Quote exactly the lines running from the line with "Exercise. For every instance of the shoreline" to the end of the entries, including both, and nothing else.

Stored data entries
····················

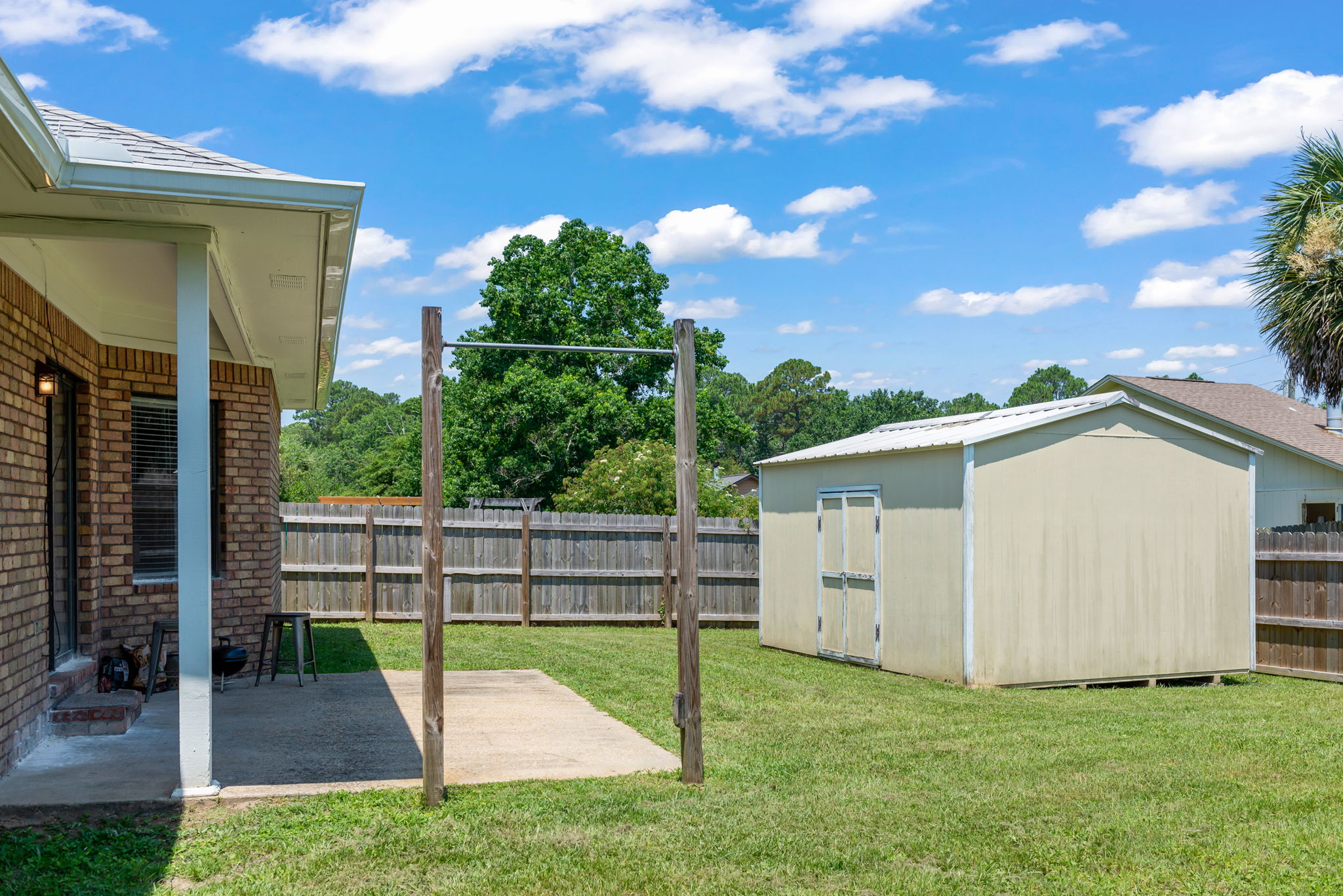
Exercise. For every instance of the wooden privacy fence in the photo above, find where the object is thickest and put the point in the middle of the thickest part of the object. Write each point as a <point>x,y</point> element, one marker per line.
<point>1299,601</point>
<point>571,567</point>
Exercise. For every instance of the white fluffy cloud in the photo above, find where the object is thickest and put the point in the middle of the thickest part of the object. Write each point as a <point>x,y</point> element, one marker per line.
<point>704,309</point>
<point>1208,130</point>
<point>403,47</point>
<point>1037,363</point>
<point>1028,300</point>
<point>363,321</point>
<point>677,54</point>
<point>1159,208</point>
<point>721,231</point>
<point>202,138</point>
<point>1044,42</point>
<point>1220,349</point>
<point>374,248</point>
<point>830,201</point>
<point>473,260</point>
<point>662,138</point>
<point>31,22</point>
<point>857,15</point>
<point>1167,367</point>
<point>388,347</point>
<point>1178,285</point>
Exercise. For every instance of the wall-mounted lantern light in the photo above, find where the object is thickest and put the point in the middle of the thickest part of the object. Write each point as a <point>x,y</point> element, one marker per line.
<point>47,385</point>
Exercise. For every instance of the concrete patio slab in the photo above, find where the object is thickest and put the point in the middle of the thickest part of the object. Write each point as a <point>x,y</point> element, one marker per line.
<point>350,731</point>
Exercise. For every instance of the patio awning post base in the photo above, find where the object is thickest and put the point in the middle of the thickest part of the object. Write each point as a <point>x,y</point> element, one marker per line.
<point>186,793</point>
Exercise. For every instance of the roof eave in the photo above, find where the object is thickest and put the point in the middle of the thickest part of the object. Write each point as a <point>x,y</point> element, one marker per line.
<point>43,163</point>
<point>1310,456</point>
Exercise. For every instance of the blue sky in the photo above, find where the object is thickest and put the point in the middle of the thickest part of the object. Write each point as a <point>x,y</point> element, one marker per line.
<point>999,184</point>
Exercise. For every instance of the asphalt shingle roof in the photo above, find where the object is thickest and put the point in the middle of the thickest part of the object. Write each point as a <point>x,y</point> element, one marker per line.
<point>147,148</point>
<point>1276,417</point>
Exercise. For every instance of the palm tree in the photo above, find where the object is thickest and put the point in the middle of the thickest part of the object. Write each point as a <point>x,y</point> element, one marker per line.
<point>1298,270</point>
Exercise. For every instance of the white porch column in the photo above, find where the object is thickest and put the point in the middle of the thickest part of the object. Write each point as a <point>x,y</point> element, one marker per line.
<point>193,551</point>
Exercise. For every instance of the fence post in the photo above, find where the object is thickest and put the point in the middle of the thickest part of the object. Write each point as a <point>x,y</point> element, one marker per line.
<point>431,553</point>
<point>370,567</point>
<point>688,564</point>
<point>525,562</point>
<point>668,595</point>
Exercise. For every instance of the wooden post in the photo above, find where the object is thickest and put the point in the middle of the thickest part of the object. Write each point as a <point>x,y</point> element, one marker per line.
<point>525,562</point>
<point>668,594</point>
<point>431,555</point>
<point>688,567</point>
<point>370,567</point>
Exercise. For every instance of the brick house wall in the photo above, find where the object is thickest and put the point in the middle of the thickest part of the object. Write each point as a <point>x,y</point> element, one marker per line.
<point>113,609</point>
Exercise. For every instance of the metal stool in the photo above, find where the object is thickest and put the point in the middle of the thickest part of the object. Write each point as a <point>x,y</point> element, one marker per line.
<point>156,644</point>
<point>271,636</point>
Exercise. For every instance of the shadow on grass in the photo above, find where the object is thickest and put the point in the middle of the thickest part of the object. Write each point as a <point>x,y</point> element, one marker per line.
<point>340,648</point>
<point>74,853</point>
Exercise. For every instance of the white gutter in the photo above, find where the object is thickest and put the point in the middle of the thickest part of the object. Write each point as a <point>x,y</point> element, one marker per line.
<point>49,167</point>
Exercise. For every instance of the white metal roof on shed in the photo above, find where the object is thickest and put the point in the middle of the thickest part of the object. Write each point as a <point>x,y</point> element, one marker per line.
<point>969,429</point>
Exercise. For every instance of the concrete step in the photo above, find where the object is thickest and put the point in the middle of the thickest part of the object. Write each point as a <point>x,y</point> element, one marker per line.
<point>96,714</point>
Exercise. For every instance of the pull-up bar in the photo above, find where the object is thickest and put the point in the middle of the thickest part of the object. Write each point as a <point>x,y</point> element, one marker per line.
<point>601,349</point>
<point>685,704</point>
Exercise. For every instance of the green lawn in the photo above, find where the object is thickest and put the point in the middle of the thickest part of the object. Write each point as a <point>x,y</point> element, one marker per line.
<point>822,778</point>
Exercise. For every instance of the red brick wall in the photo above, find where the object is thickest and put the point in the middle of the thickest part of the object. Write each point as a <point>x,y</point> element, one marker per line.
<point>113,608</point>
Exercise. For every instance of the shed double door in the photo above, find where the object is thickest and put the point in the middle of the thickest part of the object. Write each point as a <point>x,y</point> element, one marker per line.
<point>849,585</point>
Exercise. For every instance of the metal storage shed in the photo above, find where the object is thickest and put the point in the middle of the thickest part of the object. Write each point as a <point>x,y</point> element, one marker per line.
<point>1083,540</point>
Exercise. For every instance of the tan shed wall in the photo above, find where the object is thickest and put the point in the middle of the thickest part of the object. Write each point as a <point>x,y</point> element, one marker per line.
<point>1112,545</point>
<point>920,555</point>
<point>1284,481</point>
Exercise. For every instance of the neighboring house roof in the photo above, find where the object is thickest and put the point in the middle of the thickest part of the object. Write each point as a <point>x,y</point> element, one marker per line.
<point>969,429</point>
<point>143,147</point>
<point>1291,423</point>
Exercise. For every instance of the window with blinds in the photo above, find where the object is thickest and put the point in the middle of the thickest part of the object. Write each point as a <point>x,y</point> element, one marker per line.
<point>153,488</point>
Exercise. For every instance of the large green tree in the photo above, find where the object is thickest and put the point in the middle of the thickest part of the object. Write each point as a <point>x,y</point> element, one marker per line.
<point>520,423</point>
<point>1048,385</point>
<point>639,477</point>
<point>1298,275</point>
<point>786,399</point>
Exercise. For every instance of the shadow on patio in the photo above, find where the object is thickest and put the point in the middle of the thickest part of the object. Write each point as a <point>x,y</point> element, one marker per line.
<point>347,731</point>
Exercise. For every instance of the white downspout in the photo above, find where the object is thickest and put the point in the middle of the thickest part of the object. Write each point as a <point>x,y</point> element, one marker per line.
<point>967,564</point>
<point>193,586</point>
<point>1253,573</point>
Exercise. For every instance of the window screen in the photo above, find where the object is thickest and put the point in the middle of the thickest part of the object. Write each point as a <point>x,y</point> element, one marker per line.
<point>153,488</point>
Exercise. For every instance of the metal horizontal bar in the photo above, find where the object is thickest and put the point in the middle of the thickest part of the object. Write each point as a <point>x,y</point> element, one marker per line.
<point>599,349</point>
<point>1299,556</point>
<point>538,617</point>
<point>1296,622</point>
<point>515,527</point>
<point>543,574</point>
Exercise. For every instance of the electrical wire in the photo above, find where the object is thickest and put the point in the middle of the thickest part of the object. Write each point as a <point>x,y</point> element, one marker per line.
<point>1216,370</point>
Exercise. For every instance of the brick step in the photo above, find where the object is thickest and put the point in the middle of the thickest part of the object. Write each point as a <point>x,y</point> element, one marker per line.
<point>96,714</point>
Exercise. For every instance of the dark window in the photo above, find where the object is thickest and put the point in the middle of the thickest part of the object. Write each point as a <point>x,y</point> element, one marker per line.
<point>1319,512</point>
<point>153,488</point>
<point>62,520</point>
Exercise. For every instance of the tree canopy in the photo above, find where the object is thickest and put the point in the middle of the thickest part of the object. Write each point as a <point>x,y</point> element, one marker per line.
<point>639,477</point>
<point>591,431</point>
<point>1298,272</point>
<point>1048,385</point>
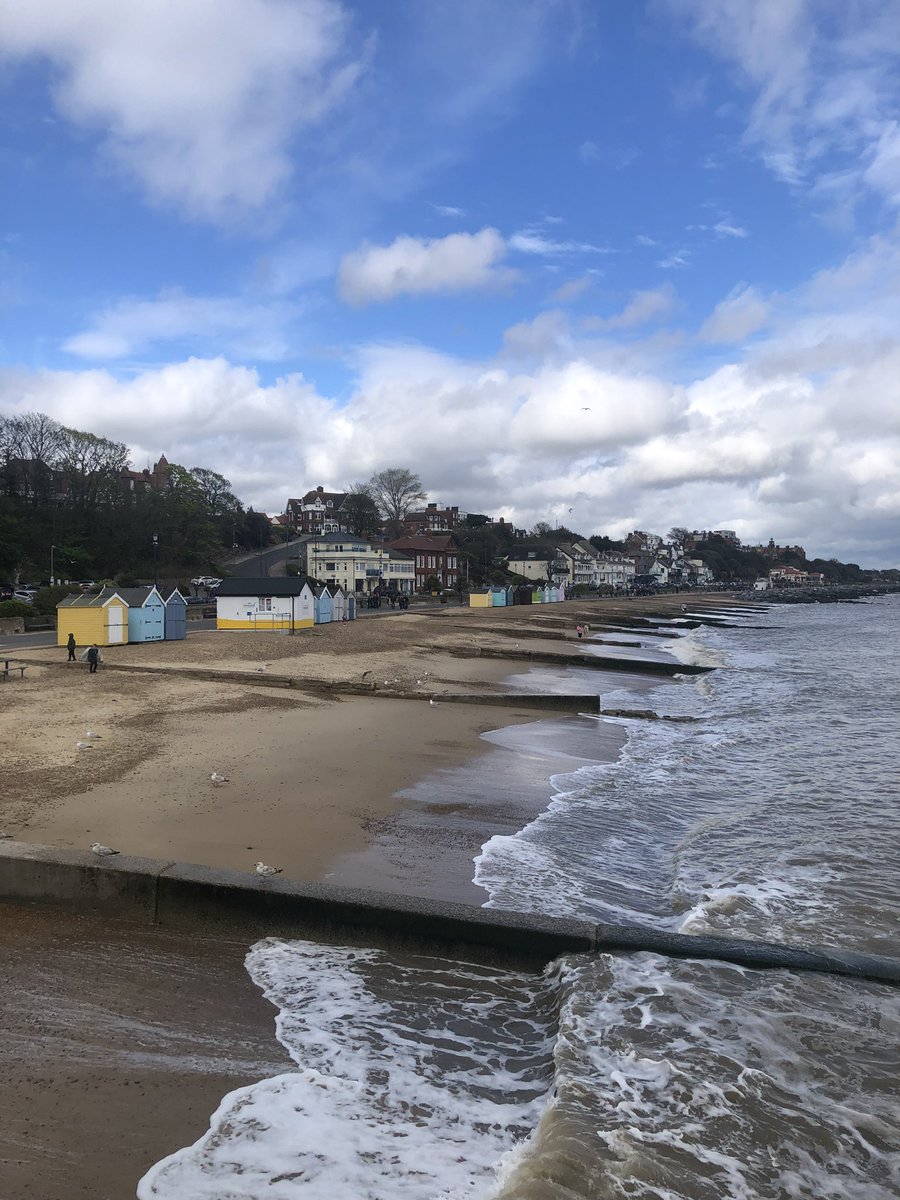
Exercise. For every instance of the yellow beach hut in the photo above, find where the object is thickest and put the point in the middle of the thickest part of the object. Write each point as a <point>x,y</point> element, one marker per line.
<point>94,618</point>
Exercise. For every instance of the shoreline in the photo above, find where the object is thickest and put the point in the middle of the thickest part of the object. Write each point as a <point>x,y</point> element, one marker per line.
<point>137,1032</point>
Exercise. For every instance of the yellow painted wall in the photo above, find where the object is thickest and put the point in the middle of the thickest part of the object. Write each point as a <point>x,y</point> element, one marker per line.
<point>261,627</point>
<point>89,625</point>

····················

▶ **Response below**:
Exercise. For every instance of the shoreline in the photo above, find where the object is thickest and put the point in the middle of the thickest part of the object. Write each point as a <point>x,y</point> element, one marker per line.
<point>137,1032</point>
Exercise. For every instance of the yellow painted wall in the photo above, find where the object is thickest and put the point in the middle of the thickest part of the object. Write each point as a <point>x,y</point> element, one marker per line.
<point>261,627</point>
<point>89,625</point>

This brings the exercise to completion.